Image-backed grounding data
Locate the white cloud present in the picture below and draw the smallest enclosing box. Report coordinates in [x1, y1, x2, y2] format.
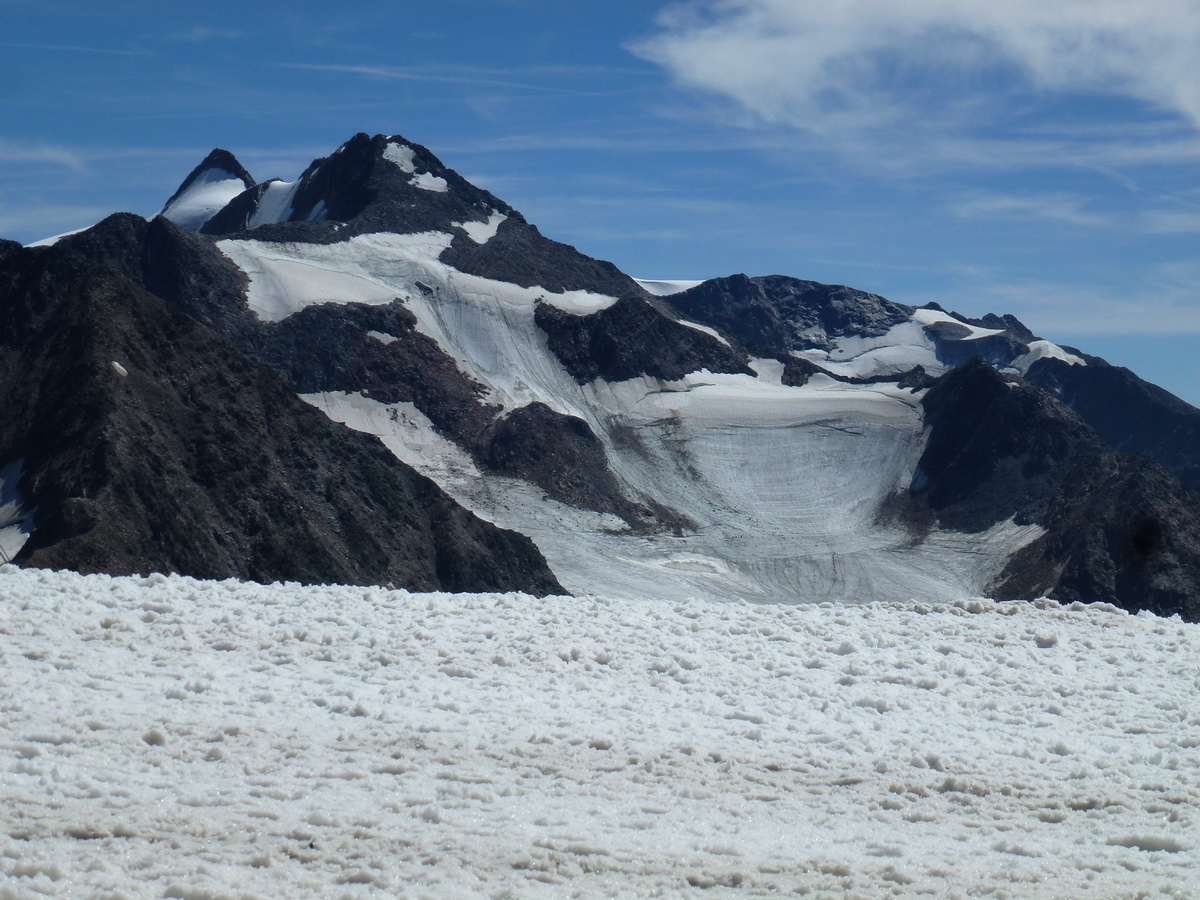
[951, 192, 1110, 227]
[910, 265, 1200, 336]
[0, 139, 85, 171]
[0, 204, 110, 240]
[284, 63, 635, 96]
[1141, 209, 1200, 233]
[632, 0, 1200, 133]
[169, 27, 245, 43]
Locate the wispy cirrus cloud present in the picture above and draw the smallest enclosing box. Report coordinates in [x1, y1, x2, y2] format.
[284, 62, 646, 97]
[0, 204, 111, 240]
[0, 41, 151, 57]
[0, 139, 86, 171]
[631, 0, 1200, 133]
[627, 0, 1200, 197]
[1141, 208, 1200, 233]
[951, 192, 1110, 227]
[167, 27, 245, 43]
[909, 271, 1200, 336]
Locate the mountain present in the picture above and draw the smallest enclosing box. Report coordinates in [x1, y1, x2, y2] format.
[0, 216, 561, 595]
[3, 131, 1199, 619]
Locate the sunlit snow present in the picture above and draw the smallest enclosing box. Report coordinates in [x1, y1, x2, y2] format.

What needs to be done: Your copy must reproduce the entries above in full, without their pictures.

Task answer:
Locate the white cloud present in the picture below and draw the smallest enclosing box. Report coordinates in [x1, y1, x2, y2] format.
[951, 192, 1110, 227]
[910, 265, 1200, 336]
[0, 139, 85, 171]
[0, 204, 110, 240]
[284, 63, 635, 96]
[1141, 209, 1200, 233]
[632, 0, 1200, 133]
[169, 27, 245, 43]
Locate the wispy cirrus cloud present in the picture above and draw the smallest enclosing box. Report coordinates in [x1, y1, x2, y2] format.
[284, 62, 646, 97]
[0, 204, 111, 240]
[0, 41, 151, 57]
[0, 139, 86, 171]
[631, 0, 1200, 133]
[627, 0, 1200, 197]
[1141, 208, 1200, 233]
[951, 192, 1110, 227]
[167, 27, 245, 43]
[909, 271, 1200, 336]
Locate the mountain present in the picture above and draw the smallest enclosing box. Report coordinates in [x1, y1, x2, y2] format.
[0, 216, 561, 595]
[3, 131, 1199, 619]
Locate the sunlit snow present in the picture above and draw the smallest enclosing box. Report coordinates in [x1, y1, x2, y2] format.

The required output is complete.